The Heroes was published by Gollancz in 2011, the second standalone novel set in the First Law world. Its formal constraint is radical: the entire novel takes place over three days of a single battle between Union and Northern forces, fought over a ring of standing stones called “the Heroes” — and the title’s irony is total, referring simultaneously to the ancient stones, to the characters who fight around them, and to the concept of heroism that the novel systematically dismantles.
Abercrombie tells the battle from both sides: Union commander Lord Marshal Kroy (competent but politically constrained), Northern chief Black Dow (shrewd but paranoid), and a rotating cast of soldiers — Bremer dan Gorst (a disgraced swordsman seeking death in combat), Calder (a schemer who wants power without fighting), Curnden Craw (an aging warrior trying to do the right thing in a system that punishes it), and Prince Calder’s brother Scale.

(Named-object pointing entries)

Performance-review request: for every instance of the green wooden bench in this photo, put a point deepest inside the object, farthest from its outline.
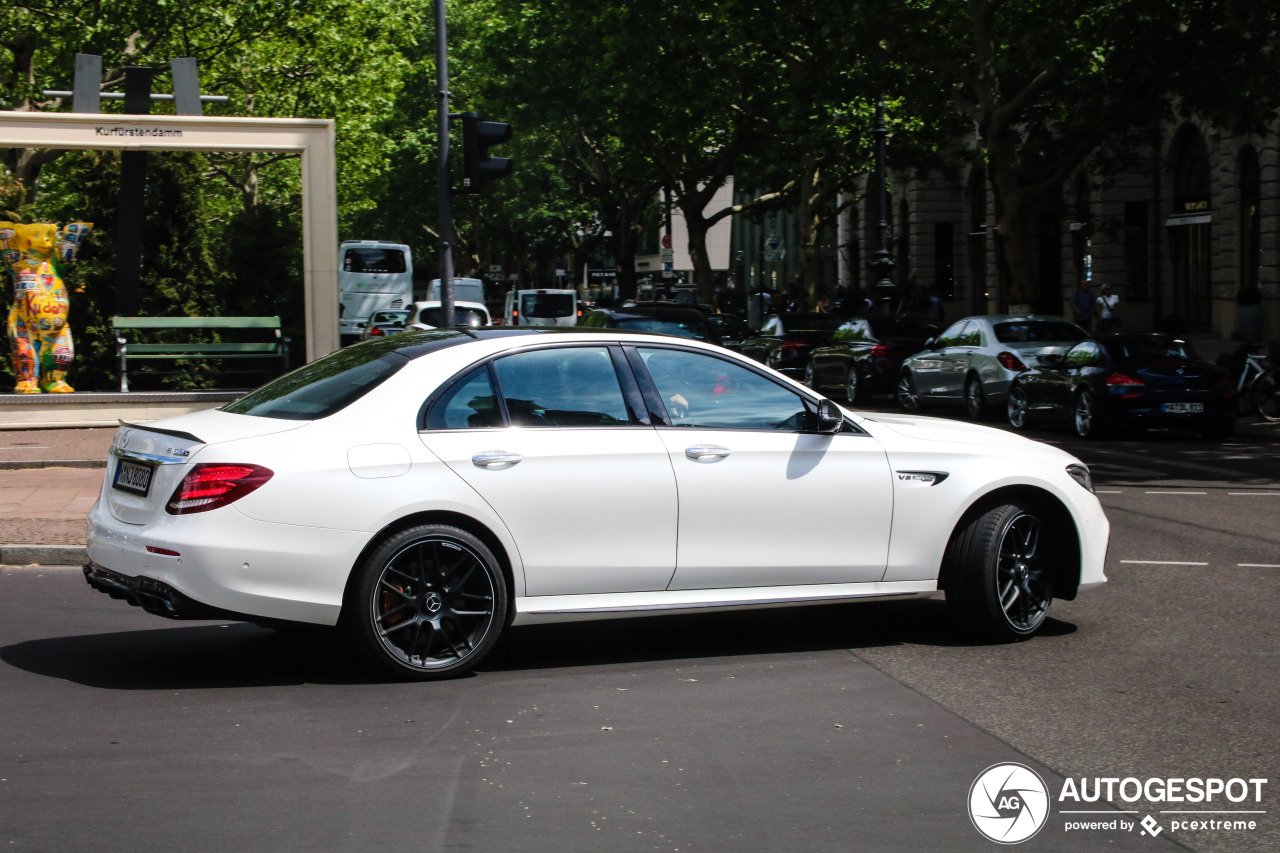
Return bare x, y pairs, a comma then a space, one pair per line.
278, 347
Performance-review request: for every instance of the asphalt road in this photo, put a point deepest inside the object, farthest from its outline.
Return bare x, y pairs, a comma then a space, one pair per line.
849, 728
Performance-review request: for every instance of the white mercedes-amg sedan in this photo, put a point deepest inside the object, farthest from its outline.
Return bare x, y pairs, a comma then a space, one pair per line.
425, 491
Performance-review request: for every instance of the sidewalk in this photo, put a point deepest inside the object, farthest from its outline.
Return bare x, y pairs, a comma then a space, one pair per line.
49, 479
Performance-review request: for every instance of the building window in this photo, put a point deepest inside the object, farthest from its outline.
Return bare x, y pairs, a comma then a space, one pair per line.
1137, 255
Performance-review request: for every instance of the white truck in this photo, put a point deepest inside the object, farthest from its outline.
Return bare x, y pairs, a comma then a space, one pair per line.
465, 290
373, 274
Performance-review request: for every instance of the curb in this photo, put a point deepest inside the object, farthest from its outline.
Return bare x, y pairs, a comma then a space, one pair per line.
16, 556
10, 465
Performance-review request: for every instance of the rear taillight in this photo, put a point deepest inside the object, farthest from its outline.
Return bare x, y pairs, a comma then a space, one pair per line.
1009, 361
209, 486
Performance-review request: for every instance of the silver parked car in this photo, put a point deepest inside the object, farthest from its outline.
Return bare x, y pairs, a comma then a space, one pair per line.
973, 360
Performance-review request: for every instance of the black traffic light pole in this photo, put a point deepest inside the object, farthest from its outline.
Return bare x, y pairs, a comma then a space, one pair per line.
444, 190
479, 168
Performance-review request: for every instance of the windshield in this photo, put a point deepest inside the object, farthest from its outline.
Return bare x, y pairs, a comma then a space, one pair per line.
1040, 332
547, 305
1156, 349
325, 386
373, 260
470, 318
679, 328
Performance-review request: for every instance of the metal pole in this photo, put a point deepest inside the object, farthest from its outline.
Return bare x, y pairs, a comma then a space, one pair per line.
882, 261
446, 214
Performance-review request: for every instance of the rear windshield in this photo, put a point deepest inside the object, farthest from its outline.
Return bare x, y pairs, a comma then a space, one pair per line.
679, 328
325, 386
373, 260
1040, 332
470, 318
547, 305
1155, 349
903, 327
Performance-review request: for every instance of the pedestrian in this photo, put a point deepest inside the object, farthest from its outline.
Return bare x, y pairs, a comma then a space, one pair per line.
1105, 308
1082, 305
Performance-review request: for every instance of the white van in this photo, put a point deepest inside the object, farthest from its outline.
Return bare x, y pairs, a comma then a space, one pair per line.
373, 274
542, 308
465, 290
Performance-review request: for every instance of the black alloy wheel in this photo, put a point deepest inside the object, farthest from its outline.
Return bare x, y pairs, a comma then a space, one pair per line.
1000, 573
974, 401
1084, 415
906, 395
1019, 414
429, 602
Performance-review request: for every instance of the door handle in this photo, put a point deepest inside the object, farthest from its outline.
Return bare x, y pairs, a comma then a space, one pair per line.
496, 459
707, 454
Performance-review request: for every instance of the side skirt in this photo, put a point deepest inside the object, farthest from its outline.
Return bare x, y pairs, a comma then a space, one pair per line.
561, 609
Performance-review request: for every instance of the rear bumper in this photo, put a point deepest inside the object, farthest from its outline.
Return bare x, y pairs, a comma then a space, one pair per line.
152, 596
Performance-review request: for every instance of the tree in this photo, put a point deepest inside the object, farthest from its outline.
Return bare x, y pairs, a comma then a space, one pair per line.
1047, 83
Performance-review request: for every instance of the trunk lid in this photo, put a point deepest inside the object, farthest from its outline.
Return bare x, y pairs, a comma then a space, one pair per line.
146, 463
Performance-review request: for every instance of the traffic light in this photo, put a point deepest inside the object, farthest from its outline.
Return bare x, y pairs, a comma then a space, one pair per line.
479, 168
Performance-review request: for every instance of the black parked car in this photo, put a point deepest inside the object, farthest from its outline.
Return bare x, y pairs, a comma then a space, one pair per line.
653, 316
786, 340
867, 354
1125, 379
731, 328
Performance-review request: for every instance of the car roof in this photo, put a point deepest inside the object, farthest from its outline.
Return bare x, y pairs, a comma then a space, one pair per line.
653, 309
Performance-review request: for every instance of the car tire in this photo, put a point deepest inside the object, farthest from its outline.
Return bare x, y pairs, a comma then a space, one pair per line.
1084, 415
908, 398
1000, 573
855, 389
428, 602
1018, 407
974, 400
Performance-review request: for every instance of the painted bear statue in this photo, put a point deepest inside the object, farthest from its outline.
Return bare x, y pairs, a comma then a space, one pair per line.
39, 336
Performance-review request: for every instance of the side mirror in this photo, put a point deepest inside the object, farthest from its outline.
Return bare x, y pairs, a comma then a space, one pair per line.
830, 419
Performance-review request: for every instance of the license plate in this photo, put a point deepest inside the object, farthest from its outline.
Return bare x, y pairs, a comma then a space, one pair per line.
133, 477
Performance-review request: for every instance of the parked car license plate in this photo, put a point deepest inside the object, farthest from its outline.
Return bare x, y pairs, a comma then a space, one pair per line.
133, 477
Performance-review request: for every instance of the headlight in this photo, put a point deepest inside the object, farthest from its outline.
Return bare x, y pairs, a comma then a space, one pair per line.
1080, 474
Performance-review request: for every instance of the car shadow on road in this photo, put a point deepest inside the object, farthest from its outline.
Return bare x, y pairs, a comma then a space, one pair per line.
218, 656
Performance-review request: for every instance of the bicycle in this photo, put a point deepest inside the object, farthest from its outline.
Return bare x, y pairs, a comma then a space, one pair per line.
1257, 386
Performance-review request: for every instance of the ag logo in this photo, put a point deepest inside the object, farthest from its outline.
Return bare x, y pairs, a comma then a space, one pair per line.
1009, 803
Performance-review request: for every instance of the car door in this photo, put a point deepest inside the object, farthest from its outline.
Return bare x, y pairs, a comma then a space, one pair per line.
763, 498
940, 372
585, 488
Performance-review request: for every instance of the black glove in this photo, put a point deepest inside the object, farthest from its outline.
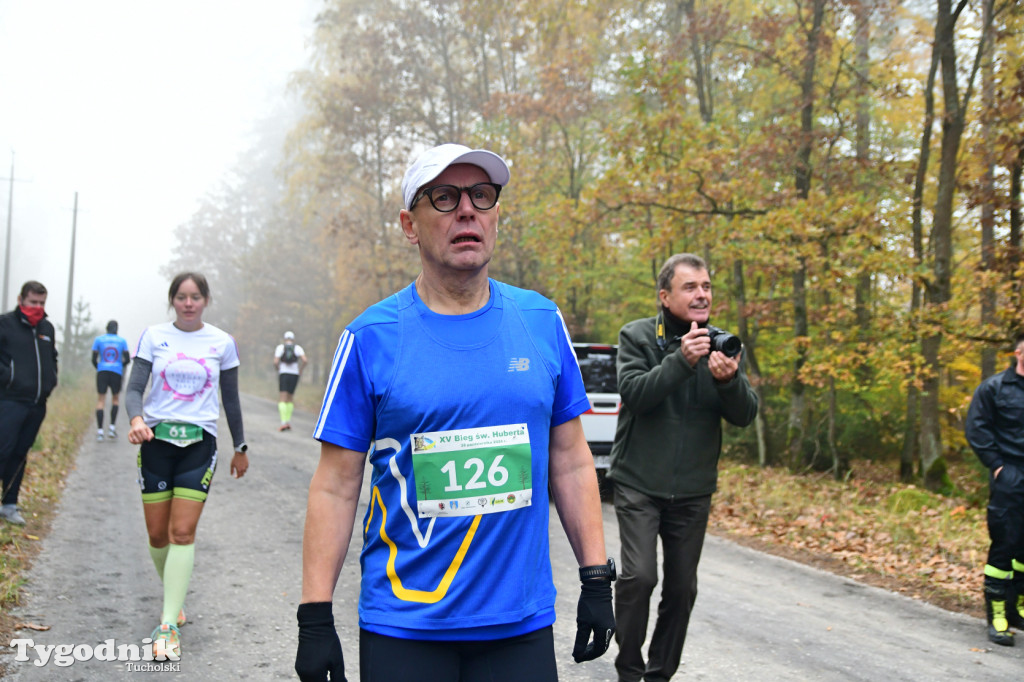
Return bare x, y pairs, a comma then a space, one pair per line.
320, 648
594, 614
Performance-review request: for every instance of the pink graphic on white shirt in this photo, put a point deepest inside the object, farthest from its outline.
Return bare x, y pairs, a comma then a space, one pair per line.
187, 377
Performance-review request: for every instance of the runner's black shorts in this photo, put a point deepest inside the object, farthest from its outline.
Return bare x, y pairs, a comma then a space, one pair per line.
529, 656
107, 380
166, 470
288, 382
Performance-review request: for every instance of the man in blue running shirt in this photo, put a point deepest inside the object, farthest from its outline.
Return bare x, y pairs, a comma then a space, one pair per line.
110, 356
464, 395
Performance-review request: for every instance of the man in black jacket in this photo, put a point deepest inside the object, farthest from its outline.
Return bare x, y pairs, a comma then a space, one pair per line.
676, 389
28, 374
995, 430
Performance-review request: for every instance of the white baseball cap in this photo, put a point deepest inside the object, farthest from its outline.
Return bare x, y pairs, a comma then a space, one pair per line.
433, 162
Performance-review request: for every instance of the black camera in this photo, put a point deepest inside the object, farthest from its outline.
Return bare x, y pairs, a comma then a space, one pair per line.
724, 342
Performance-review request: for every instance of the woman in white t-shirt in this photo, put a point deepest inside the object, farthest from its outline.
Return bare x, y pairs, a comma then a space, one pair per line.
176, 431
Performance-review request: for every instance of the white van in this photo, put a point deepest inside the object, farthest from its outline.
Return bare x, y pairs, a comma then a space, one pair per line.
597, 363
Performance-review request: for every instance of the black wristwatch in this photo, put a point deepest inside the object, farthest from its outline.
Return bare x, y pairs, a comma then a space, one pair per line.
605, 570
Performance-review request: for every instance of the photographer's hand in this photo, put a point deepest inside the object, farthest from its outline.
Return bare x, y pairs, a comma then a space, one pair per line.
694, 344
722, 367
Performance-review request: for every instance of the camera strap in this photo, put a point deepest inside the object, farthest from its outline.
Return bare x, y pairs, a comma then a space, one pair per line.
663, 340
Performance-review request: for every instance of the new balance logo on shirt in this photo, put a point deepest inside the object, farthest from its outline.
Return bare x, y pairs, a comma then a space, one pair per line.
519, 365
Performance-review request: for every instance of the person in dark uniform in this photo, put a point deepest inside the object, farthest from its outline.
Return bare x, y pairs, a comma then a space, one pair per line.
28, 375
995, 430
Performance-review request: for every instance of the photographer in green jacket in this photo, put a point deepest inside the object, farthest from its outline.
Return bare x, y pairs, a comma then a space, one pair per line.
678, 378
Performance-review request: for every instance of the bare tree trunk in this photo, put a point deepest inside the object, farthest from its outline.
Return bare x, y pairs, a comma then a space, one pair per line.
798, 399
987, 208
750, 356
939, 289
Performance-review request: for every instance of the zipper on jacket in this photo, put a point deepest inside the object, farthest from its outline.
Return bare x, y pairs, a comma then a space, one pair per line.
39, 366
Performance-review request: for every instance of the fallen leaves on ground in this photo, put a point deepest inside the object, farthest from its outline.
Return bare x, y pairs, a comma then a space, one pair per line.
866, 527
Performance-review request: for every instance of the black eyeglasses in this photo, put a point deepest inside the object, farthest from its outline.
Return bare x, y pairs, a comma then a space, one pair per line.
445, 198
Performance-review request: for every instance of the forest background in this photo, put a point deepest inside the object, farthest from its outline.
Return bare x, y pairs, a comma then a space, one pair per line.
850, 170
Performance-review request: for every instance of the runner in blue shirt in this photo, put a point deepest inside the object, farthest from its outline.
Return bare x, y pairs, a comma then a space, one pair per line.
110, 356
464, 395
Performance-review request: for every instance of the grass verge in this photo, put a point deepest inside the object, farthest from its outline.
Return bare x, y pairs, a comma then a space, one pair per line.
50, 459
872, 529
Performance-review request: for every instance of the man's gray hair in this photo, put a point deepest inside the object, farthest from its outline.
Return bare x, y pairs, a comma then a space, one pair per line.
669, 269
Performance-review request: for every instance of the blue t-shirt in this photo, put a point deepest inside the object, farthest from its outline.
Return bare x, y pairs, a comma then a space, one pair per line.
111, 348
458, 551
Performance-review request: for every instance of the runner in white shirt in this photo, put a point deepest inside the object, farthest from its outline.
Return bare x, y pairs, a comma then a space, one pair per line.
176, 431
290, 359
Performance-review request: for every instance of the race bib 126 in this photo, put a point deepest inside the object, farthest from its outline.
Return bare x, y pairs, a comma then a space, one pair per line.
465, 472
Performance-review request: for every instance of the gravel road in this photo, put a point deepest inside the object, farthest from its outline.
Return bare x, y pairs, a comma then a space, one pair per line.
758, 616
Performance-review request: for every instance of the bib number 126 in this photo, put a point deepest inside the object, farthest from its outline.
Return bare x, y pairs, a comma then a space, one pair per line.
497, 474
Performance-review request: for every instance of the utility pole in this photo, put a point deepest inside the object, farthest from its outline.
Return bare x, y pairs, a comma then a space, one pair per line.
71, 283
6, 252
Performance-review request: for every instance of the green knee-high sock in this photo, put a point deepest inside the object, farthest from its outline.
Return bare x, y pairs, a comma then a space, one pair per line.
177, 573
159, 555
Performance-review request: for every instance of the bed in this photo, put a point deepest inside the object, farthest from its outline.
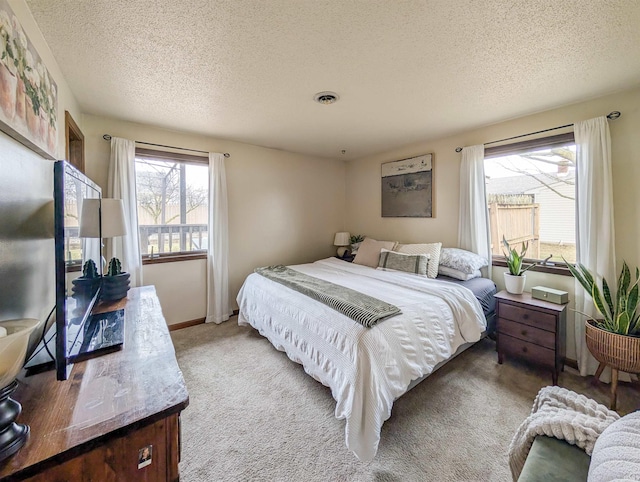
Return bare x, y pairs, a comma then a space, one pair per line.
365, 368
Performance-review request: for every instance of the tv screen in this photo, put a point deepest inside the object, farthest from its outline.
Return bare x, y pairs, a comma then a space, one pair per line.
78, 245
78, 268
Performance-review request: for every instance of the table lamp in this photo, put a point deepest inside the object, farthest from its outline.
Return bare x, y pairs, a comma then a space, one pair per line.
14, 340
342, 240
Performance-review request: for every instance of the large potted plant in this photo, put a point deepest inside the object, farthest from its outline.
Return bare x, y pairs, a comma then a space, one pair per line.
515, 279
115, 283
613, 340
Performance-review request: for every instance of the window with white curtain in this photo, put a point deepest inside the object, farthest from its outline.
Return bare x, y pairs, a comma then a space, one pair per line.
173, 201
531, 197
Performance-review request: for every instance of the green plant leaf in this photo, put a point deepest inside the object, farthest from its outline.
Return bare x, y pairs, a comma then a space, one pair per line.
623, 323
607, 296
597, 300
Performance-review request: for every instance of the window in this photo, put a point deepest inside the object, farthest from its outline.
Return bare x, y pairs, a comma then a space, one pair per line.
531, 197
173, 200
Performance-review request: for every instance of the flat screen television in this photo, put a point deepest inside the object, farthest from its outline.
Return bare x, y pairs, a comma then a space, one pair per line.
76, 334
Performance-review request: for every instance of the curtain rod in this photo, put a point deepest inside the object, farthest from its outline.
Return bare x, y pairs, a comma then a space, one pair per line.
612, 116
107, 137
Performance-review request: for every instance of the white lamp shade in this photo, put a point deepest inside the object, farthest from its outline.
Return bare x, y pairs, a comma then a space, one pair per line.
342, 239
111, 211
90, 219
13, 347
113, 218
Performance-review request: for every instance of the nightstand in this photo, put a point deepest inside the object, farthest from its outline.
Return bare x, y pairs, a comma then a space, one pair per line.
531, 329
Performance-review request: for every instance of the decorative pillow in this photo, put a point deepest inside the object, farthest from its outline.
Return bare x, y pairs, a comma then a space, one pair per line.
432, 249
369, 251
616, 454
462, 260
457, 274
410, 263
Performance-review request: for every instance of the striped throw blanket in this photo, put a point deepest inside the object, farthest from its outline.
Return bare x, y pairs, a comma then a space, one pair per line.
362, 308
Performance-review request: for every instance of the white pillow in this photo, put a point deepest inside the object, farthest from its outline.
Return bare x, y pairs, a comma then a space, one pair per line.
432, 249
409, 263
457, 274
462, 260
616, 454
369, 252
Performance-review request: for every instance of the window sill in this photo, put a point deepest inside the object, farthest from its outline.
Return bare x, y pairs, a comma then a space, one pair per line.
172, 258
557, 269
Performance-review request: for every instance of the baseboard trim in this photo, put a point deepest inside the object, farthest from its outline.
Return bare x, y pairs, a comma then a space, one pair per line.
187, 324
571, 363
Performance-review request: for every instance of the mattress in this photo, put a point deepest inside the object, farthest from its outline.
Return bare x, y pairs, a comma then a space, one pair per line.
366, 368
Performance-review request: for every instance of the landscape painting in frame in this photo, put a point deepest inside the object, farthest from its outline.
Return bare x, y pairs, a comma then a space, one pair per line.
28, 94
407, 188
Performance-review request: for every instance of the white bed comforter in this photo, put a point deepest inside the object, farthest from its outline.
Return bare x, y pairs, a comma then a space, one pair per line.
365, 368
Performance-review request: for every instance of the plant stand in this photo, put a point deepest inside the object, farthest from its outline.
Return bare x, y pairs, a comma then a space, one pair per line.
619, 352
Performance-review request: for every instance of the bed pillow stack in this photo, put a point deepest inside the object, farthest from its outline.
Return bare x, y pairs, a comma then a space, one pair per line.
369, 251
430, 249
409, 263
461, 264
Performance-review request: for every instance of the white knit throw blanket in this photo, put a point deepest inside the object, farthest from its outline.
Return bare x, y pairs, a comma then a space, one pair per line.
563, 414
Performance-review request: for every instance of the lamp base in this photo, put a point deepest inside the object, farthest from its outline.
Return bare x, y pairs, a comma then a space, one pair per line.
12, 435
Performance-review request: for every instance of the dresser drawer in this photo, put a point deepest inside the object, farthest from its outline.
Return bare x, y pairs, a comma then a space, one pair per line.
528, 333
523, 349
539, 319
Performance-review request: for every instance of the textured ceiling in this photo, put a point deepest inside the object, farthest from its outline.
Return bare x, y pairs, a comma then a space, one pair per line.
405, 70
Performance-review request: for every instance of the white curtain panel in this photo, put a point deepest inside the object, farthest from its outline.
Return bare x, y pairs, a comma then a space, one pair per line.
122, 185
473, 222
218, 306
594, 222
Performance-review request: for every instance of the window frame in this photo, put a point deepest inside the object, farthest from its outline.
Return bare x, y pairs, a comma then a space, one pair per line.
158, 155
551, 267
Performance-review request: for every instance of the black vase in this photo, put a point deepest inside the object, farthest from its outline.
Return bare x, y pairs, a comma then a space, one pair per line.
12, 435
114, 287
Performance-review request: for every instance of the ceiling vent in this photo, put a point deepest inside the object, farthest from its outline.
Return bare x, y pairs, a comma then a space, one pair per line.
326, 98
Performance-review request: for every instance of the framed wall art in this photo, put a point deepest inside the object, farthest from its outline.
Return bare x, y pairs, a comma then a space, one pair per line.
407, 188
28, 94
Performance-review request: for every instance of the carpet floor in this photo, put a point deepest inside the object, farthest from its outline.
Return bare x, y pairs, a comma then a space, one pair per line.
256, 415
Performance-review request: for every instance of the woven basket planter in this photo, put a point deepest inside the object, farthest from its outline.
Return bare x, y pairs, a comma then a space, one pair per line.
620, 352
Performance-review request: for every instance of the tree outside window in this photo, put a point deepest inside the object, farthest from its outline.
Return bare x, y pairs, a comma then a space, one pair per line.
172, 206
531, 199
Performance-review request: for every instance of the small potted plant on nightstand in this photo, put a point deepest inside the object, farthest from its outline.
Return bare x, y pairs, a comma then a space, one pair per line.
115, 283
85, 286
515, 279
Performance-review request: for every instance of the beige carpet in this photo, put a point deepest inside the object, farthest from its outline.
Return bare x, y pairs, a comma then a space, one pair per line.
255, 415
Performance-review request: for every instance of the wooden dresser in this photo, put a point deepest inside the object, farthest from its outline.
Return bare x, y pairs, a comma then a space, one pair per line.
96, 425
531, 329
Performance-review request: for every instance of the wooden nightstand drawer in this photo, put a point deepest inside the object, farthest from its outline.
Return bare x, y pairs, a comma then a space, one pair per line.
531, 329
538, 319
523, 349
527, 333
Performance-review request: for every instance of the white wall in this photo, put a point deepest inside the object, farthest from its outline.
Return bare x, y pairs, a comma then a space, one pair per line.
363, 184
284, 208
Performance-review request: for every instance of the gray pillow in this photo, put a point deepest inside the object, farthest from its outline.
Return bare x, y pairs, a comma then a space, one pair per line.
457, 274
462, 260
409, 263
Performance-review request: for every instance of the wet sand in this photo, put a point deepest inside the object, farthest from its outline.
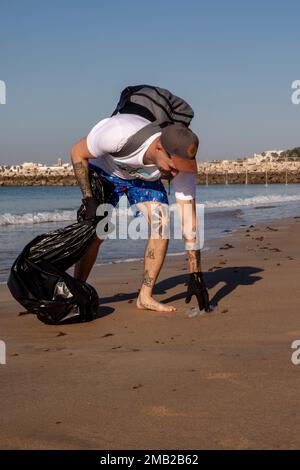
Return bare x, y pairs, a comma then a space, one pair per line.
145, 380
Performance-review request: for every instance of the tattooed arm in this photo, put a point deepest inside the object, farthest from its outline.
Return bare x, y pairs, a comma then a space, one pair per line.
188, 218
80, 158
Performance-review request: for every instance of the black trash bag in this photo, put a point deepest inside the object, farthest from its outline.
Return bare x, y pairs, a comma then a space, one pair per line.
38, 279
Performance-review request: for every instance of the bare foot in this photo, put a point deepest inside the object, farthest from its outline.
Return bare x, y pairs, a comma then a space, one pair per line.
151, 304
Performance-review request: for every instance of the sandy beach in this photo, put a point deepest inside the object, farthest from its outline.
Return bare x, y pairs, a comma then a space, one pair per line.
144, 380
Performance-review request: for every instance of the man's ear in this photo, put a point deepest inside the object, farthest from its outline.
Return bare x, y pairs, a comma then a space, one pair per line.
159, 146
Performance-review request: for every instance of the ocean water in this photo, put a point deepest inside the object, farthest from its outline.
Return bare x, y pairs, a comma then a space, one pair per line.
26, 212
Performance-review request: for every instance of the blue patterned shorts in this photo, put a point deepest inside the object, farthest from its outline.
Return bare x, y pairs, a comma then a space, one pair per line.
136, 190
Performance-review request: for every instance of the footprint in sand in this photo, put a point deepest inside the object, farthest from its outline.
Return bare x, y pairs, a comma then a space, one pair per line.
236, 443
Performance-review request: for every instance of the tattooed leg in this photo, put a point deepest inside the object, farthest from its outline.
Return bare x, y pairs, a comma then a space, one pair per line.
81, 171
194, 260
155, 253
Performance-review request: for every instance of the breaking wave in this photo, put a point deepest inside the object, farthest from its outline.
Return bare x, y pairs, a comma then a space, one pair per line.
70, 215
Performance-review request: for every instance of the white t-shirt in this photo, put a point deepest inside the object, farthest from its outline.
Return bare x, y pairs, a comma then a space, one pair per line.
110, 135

▶ _REQUESTS_:
1. Summarize the passage about The Heroes in two sentences.
2. Using the passage about The Heroes, answer these:
(a) Which publisher released the novel, and in what year?
(b) Over how many days does the novel take place?
(c) Who is the Northern chief in the battle?

▶ _TASK-BY-TASK RESULTS_:
1. The Heroes, published by Gollancz in 2011 as the second standalone novel in the First Law world, takes place entirely over three days of one battle between Union and Northern forces around a ring of standing stones called "the Heroes." Its title ironically points to the stones, the fighters, and the idea of heroism the novel takes apart, and Abercrombie tells the battle from both sides through commanders Lord Marshal Kroy and Black Dow and a rotating cast of soldiers.

2.
(a) Gollancz, in 2011.
(b) Three days.
(c) Black Dow.